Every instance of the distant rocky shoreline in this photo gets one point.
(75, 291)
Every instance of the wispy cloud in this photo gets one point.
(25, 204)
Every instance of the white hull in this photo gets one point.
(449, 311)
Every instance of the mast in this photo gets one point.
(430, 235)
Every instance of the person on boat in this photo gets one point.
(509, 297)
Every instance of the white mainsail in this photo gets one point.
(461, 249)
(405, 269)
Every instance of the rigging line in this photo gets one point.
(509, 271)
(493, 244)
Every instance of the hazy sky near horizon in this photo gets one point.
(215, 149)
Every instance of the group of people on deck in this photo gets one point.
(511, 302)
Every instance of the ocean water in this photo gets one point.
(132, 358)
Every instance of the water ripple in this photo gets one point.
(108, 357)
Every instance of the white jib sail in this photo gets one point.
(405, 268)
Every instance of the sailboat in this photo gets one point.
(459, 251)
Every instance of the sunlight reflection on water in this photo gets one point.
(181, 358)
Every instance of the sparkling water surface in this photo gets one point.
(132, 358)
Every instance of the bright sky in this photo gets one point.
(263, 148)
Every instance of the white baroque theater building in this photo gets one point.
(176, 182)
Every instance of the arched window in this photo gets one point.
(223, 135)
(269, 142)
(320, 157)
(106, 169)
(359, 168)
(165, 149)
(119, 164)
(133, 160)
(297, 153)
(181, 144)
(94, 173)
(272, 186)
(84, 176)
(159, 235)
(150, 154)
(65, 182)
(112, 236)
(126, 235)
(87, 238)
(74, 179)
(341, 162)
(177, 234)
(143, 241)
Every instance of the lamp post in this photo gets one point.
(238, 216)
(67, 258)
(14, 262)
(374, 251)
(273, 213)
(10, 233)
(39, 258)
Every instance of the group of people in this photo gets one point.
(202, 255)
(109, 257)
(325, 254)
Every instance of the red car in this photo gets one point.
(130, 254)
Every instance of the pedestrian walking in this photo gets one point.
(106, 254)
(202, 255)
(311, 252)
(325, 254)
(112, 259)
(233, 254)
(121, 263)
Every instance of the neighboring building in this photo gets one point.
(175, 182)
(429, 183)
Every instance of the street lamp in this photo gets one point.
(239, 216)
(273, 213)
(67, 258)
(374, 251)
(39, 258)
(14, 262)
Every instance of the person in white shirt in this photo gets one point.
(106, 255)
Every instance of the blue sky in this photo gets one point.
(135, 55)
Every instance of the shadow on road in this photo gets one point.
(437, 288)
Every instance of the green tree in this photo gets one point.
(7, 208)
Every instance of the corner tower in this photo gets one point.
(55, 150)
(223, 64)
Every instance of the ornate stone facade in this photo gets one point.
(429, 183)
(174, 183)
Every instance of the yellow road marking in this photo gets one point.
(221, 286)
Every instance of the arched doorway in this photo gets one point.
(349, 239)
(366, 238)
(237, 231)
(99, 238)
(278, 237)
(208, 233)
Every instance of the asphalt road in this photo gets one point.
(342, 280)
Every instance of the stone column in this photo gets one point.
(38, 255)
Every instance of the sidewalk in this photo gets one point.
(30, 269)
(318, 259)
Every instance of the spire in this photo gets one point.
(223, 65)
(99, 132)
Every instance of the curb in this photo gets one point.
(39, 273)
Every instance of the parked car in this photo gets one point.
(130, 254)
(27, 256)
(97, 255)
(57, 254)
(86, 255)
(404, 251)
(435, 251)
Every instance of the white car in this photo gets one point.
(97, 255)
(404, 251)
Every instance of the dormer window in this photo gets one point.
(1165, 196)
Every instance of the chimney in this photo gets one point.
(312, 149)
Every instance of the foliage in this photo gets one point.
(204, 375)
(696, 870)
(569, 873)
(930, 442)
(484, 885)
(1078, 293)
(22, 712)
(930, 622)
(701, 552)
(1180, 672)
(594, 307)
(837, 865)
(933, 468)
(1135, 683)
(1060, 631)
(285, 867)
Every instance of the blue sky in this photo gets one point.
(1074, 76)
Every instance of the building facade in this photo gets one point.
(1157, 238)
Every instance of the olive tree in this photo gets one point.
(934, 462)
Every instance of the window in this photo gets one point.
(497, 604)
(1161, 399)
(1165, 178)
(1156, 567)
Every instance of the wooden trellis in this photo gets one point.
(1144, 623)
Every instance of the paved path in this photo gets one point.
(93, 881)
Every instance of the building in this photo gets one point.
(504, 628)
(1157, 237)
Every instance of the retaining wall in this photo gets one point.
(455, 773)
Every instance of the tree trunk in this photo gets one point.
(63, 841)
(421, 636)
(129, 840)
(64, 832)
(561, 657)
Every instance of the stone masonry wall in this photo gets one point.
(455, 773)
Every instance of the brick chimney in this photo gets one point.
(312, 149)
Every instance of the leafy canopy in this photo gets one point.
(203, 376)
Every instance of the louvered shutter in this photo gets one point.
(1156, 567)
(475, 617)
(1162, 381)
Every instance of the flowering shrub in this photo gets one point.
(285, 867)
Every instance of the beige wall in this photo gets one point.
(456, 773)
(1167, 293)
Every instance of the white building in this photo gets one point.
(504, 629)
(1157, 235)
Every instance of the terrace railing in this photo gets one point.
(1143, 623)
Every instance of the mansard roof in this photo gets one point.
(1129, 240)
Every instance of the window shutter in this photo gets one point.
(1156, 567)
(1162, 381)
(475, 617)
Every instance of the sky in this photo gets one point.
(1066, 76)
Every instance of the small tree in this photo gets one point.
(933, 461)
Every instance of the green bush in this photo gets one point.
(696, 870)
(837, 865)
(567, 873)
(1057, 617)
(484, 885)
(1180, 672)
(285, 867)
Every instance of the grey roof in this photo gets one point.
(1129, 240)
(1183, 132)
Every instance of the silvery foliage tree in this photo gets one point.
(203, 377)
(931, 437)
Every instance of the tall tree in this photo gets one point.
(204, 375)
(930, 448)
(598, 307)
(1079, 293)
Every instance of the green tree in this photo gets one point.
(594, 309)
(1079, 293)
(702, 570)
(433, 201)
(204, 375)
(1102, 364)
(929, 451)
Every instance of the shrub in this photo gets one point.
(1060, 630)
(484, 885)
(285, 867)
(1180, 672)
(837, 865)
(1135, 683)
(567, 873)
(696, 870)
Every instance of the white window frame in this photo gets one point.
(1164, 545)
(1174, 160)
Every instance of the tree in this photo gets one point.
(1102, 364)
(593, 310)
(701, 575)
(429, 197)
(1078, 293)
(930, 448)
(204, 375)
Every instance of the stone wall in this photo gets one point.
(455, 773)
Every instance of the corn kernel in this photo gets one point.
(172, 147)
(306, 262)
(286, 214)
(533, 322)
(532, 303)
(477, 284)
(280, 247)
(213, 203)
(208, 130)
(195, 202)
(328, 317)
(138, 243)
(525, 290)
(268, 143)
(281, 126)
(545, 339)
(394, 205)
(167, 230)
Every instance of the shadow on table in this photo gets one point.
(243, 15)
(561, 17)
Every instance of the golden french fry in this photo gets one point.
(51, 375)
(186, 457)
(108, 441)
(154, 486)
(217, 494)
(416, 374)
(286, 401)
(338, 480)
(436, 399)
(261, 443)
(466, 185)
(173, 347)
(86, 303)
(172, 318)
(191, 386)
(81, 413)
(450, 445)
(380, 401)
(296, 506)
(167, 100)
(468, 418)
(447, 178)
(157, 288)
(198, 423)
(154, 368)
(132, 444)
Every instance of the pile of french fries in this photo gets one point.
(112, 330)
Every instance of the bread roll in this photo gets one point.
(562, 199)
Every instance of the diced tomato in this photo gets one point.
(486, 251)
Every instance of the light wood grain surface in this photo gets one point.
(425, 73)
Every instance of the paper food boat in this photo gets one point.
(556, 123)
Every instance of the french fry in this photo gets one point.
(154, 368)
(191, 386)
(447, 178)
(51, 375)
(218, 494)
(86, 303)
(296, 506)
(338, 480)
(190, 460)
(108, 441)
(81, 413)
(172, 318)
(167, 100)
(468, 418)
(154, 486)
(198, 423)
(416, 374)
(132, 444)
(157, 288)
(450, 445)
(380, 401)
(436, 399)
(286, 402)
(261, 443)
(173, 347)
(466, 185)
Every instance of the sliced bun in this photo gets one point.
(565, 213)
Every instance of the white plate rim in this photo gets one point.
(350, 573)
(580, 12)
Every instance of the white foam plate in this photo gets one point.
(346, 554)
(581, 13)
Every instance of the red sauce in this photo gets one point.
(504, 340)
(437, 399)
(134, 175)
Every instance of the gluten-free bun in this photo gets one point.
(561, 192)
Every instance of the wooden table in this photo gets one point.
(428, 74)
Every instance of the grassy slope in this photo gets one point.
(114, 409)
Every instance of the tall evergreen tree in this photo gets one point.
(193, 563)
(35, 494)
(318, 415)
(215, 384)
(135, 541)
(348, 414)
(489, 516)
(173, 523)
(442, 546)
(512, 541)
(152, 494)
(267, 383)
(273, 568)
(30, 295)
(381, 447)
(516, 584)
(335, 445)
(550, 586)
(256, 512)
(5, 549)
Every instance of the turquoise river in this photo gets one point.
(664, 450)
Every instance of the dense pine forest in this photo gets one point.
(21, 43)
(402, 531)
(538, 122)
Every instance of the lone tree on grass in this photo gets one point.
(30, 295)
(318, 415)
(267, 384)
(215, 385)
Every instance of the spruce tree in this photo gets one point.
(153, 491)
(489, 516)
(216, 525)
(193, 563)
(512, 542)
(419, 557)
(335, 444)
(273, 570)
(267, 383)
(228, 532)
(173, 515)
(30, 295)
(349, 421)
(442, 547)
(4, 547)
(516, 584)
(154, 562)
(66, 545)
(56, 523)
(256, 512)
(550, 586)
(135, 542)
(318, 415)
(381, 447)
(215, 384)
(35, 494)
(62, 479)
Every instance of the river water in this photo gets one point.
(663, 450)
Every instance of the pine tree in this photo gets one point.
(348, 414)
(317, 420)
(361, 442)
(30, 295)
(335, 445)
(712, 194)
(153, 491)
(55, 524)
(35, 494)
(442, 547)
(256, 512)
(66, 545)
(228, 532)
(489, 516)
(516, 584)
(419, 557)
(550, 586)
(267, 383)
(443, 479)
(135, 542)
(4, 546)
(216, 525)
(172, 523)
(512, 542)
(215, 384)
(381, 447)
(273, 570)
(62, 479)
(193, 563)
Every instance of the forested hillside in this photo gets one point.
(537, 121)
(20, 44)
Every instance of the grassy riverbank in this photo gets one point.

• **Given instruction**
Format the items above, from the line with "Every instance of the beige" up to and including the line with "(1143, 623)", as a two-column CSV with the header item,answer. Give one row per item, with its text and its answer each in a single quoted field, and turn any line breaks into spaces.

• **Written response**
item,answer
"Every instance of the beige wall in this photo gets one point.","(456, 773) (1167, 293)"
"Every instance of the white building in this photo gets one point.","(504, 629) (1157, 235)"
"Every instance of the terrace railing in this photo gets one point.","(1143, 623)"